> [Exercise 1]:
Count the lines in the listing below that contain the word "tall", and give only that number.

> [Source passage]:
* * * * * * *

The train leaves Yaroslavsky Station in Moscow at 21:35, and by midnight the city’s orange glow has dissolved into birch forest. You’re in a four-berth platzkart compartment — open-plan, no door, smelling of instant noodles and slightly damp wool — and your neighbours have already produced a bottle of something clear and poured you a cup without asking. This is the social contract of the Trans-Siberian, and it works.

The full route from Moscow to Vladivostok is 9,289 kilometres and takes around seven days aboard train No. 1, the Rossiya. Most people don’t do it in one sitting. They shouldn’t. The journey earns its reputation not through motion but through stopping: at Yekaterinburg to walk the Romanov memorial site, at Irkutsk to spend a week beside Lake Baikal, at Ulan-Ude to cross into Mongolia. Knowing which stops to take, and why, is what separates a meaningful journey from a very long nap.


Which route: three options explained

There are three distinct railways people refer to loosely as “Trans-Siberian,” and they’re not interchangeable.

Trans-Siberian (classic): Moscow → Yekaterinburg → Omsk → Novosibirsk → Krasnoyarsk → Irkutsk → Ulan-Ude → Chita → Vladivostok. All within Russia. Takes 6 days 2 hours non-stop on the Rossiya.

Trans-Mongolian: Branches south at Ulan-Ude, crosses the border at Naushki/Sukhbaatar into Mongolia, stops in Ulaanbaatar, then continues into Beijing via Erlian/Erenhot. Total journey Moscow–Beijing: approximately 6 days. Requires separate Mongolian and Chinese visas.

Trans-Manchurian: Stays in Russia longer before crossing into China at Zabaykalsk/Manzhouli, bypassing Mongolia entirely. Moscow–Beijing in around 6 days 2 hours. Requires Chinese visa only (plus Russian).

For most travellers in 2026, the Trans-Mongolian is the most varied — three countries, genuine steppe, and Ulaanbaatar’s chaotic energy as a mid-route reward. The classic all-Russia route offers the most depth if Central Russia and the Pacific coast are your focus.

* * * * * * *

> [Exercise 2]:
Please copy everything from "Which route: three" down to "and Chinese visas." in the Trans-Siberian passage above, word for word.

> [Extracted information]:
* * * * * * *

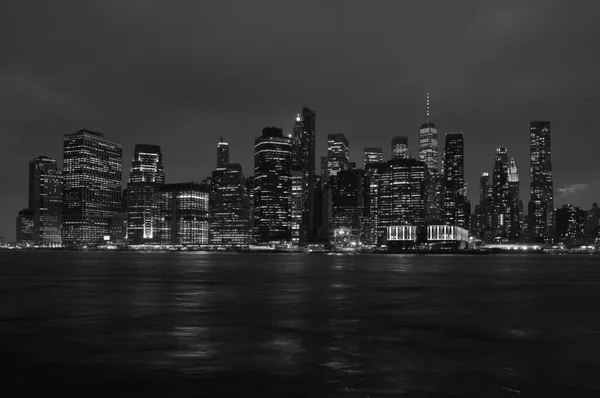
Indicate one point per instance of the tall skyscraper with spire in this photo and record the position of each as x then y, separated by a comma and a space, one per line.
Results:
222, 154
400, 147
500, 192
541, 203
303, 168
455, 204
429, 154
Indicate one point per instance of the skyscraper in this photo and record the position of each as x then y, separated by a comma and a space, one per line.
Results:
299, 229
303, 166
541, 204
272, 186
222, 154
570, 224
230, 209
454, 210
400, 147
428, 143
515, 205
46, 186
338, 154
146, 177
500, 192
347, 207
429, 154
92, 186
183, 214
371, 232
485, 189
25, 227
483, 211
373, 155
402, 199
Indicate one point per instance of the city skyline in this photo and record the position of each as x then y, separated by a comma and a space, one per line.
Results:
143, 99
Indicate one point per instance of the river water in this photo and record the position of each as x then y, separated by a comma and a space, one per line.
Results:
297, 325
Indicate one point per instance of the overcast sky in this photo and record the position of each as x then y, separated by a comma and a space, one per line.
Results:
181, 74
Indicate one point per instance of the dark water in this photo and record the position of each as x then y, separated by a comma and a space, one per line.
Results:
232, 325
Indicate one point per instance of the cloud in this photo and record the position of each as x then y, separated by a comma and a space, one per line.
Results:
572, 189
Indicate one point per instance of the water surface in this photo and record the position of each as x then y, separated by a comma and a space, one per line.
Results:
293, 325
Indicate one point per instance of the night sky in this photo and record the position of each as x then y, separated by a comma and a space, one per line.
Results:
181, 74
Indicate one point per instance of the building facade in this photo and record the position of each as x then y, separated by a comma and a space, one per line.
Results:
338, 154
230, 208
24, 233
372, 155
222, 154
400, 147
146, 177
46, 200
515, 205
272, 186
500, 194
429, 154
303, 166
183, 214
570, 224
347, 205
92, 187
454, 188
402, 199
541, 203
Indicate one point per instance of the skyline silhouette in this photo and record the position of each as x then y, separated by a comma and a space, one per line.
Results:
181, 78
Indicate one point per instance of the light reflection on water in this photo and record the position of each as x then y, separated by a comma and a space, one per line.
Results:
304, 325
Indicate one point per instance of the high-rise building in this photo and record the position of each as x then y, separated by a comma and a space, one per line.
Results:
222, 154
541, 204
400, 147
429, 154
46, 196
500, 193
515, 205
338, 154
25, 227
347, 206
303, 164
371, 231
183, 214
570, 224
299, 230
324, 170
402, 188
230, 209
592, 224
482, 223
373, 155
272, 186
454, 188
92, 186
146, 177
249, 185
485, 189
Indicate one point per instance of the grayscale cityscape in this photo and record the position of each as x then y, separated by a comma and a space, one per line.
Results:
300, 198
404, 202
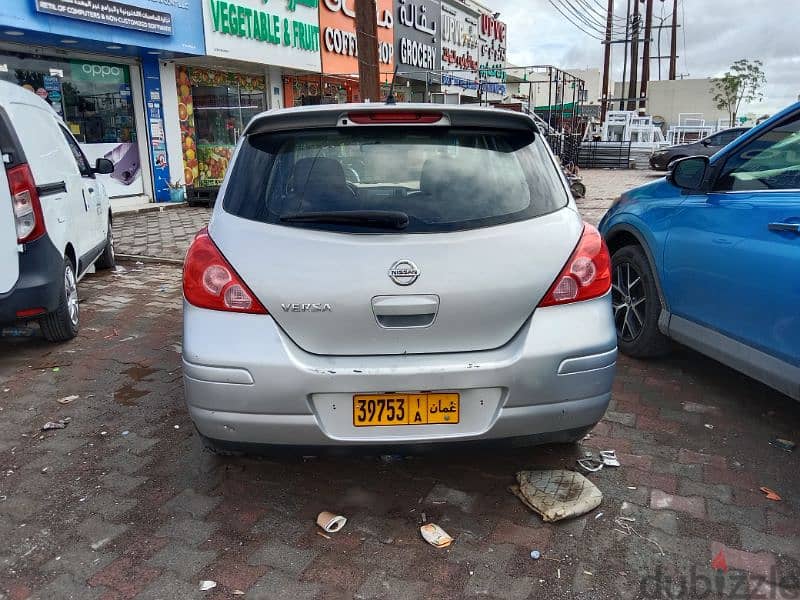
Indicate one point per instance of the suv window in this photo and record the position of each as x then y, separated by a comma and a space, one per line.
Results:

* * * * * * *

> [Complete output 1]:
1

> [Complete output 2]:
Which route: three options explained

There are three distinct railways people refer to loosely as “Trans-Siberian,” and they’re not interchangeable.

Trans-Siberian (classic): Moscow → Yekaterinburg → Omsk → Novosibirsk → Krasnoyarsk → Irkutsk → Ulan-Ude → Chita → Vladivostok. All within Russia. Takes 6 days 2 hours non-stop on the Rossiya.

Trans-Mongolian: Branches south at Ulan-Ude, crosses the border at Naushki/Sukhbaatar into Mongolia, stops in Ulaanbaatar, then continues into Beijing via Erlian/Erenhot. Total journey Moscow–Beijing: approximately 6 days. Requires separate Mongolian and Chinese visas.